Excerpt to read ->
[Start of Attachment]

African Call for Policy Support and Investment to Transform Food Systems through Agroecology
Sagana, Kenya – From February 11th to 14th, 2025, over 100 participants from 22 African countries came together in Sagana, Kenya, for the PAN African Agroecology Workshop 2025.
The event was attended by representatives of smallholder food producers, civil society organizations, researchers, and policymakers to celebrate the power of agroecology to transform Africa’s food systems and demanded urgent action to support sustainable, equitable, and resilient food production.
Reading a joint statement, Mr. Hakim Baliraine a farmer from Uganda said that participants agreed on strategies to advance food sovereignty across the continent as Africa’s annual food imports which was at USD 50 Billion is set to surge to USD 90-USD 110 billion by 2025.
Mr. Hakim who is also a chairperson of AFSA and ESAFF said that participants emphasized that agroecology is not just a farming method but a movement that prioritizes people, nature, and local knowledge over profit-driven industrial agriculture.
The statement says that smallholder food producers, who produce the majority of Africa’s food, face immense challenges, including limited access to land, resources, and policy recognition and that Agroecology offers a solution by mimicking nature and closing nutrient cycles, food producers build their self-sufficiency and climate resilience.
It said that Agroecology promotes biodiversity, healthy soils, diverse diets, and social equity while rejecting harmful practices like toxic and synthetic inputs, GMOs, and monocultures.
On her part, Ms. Imke-Friederike Tiemann-Middleton who works with the Bread for the World (BftW) in German, said that “participants celebrated inspiring examples of agroecology in action, such as the successful development of an agroecology policy in Muranga County, Kenya”, She added that local governments, civil society, and farmers collaborated to create inclusive, people-centered policies.

[End of Attachment]

[Image point grounding data]
[Start of Attachment]

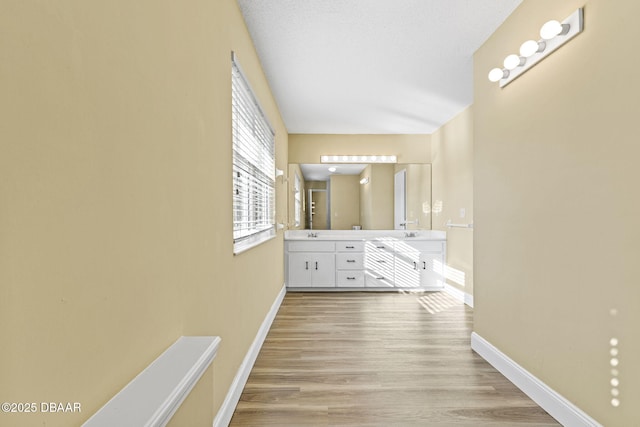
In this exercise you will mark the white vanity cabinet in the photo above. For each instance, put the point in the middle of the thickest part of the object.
(373, 262)
(420, 264)
(379, 264)
(350, 264)
(311, 264)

[End of Attachment]

Directions ->
[A] In the agroecology workshop report, how many African countries did the participants come from?
[B] Continue the agroecology workshop report from the point where it stops.
The lines have nothing to do with the agroecology workshop report.

Answer list ->
[A] 22

[B]
The workshop was organised by BfdW following the call by African smallholder farmers organisations and civil Society from eastern, central, southern, western and northern Africa, who have been working in isolation on agrifood systems policies for years.
The event called for 7 concrete actions as follows;
- African governments must prioritize agroecology by developing and funding policies that support smallholder farmers, seed sovereignty, and sustainable food production.
- The continent to follow Senegal’s lead and allocate at least 50% of their agricultural budgets to agroecology.
- Support farmer-managed seed systems and reject corporate control of seeds.
- Place agroecology at the heart of school curricula, extension service and agricultural training programs to empower future generations with sustainable, resilient farming practices.
- Support participatory research that addresses the unique needs of smallholder farmers.
- Advocate for agroecological solutions to climate change to enhance resilience and protect against false solutions like carbon trading.
- Celebrate and preserve indigenous agroecological knowledge and practices.